(Records of labeled points)
>>>>
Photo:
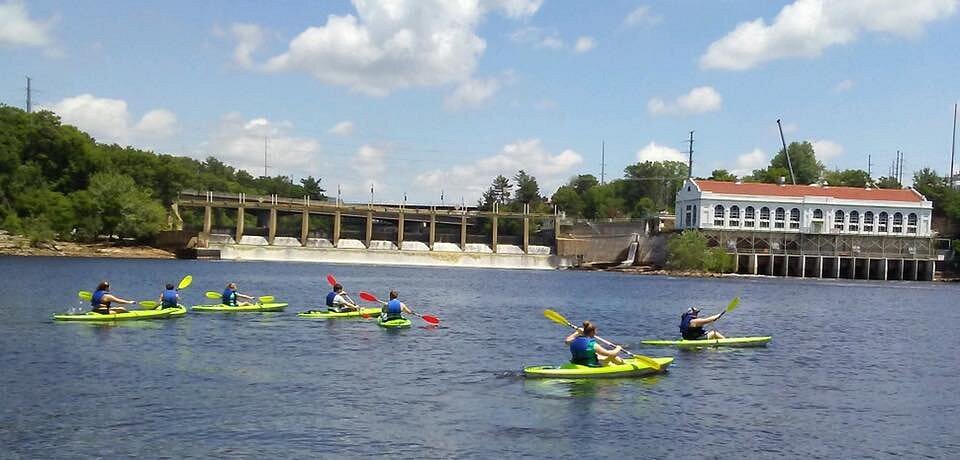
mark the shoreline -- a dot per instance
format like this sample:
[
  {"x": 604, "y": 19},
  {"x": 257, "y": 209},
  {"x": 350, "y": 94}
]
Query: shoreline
[{"x": 16, "y": 245}]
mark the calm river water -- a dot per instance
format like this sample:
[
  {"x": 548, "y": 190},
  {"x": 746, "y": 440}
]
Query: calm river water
[{"x": 856, "y": 369}]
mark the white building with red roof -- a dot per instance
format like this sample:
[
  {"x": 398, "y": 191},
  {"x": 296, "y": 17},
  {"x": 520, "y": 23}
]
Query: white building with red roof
[{"x": 808, "y": 209}]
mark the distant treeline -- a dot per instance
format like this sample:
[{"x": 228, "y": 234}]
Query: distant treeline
[{"x": 58, "y": 182}]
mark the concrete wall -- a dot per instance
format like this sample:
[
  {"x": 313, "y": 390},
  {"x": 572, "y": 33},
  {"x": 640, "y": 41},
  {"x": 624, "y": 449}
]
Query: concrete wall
[{"x": 385, "y": 257}]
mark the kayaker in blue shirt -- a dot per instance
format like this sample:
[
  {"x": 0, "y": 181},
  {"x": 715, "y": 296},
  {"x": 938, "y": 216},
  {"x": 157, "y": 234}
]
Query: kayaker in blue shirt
[
  {"x": 101, "y": 299},
  {"x": 394, "y": 309},
  {"x": 169, "y": 298},
  {"x": 691, "y": 326},
  {"x": 587, "y": 352},
  {"x": 339, "y": 302},
  {"x": 230, "y": 296}
]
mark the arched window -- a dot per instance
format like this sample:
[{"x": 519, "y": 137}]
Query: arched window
[
  {"x": 868, "y": 221},
  {"x": 854, "y": 221},
  {"x": 764, "y": 217},
  {"x": 749, "y": 214},
  {"x": 778, "y": 218}
]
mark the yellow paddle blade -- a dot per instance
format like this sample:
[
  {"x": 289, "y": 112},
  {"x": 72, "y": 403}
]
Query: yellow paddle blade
[
  {"x": 185, "y": 282},
  {"x": 733, "y": 304},
  {"x": 649, "y": 362},
  {"x": 556, "y": 317}
]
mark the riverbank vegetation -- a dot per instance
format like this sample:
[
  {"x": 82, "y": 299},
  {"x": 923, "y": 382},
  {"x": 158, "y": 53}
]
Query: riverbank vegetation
[{"x": 58, "y": 182}]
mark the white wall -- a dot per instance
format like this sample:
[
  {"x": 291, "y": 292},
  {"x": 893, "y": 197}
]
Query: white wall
[{"x": 702, "y": 213}]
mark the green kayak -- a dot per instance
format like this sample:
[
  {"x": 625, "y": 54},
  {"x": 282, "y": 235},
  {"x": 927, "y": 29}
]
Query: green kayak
[
  {"x": 318, "y": 314},
  {"x": 131, "y": 315},
  {"x": 630, "y": 368},
  {"x": 727, "y": 342},
  {"x": 241, "y": 308},
  {"x": 394, "y": 323}
]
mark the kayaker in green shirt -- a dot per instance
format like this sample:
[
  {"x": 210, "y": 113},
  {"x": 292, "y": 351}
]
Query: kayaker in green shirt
[
  {"x": 691, "y": 326},
  {"x": 587, "y": 352}
]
<<<<
_GIVEN TASK_. Leave the pictures out and copy the rest of the data exactly.

_OUTPUT FOR THIS TASK_.
Photo:
mark the shoreline -- a dot per instance
format like this sample:
[
  {"x": 604, "y": 19},
  {"x": 257, "y": 209},
  {"x": 350, "y": 94}
]
Query: shoreline
[{"x": 16, "y": 245}]
mark the calm river water -- a dot per instance
format like this sample:
[
  {"x": 548, "y": 190},
  {"x": 746, "y": 440}
]
Query: calm river water
[{"x": 856, "y": 369}]
mark the white building with red roof -- a dot per instance
format like this sample:
[
  {"x": 398, "y": 191},
  {"x": 296, "y": 17},
  {"x": 520, "y": 23}
]
Query: white building with red roof
[{"x": 808, "y": 209}]
mark the distant treeline -- a dot per instance
format like this sample:
[{"x": 228, "y": 234}]
Query: distant treeline
[{"x": 58, "y": 182}]
mark the concrete wall -- a dot per instance
format like this sample:
[
  {"x": 313, "y": 390},
  {"x": 572, "y": 33},
  {"x": 640, "y": 41},
  {"x": 624, "y": 449}
]
Query: concrete wall
[{"x": 385, "y": 257}]
mark the kayaker in blue shirt -- a dot per instance
format like this sample:
[
  {"x": 0, "y": 181},
  {"x": 715, "y": 296},
  {"x": 938, "y": 216},
  {"x": 157, "y": 234}
]
Query: kayaker in blue shirt
[
  {"x": 101, "y": 299},
  {"x": 394, "y": 309},
  {"x": 169, "y": 298},
  {"x": 691, "y": 326},
  {"x": 587, "y": 352},
  {"x": 339, "y": 302},
  {"x": 230, "y": 296}
]
mark the arched window -- a dot per instance
format like this sample:
[{"x": 519, "y": 137}]
Query: arched window
[
  {"x": 868, "y": 221},
  {"x": 854, "y": 221},
  {"x": 764, "y": 217},
  {"x": 749, "y": 214},
  {"x": 778, "y": 218}
]
mark the yellow paddle blade -- a dot per instance
format like this sample:
[
  {"x": 289, "y": 112},
  {"x": 72, "y": 403}
]
Query: yellow paddle blade
[
  {"x": 185, "y": 282},
  {"x": 733, "y": 304},
  {"x": 649, "y": 362},
  {"x": 556, "y": 317}
]
mark the riverbank vegetation -- a dot per instance
format like this sample:
[
  {"x": 82, "y": 299},
  {"x": 923, "y": 382},
  {"x": 158, "y": 53}
]
Query: riverbank vegetation
[{"x": 58, "y": 182}]
mark the white wall -- a dot per instance
format like this sample:
[
  {"x": 291, "y": 292},
  {"x": 893, "y": 197}
]
Query: white wall
[{"x": 702, "y": 213}]
mark the green kayak -- a dot per instance
format like this sample:
[
  {"x": 625, "y": 54},
  {"x": 282, "y": 235},
  {"x": 927, "y": 29}
]
Query: green kayak
[
  {"x": 318, "y": 314},
  {"x": 131, "y": 315},
  {"x": 630, "y": 368},
  {"x": 727, "y": 342},
  {"x": 241, "y": 308},
  {"x": 394, "y": 323}
]
mark the kayaker in green shirt -- a dot per instance
format like this sample:
[
  {"x": 210, "y": 113},
  {"x": 292, "y": 351}
]
Query: kayaker in green shirt
[
  {"x": 691, "y": 326},
  {"x": 587, "y": 352}
]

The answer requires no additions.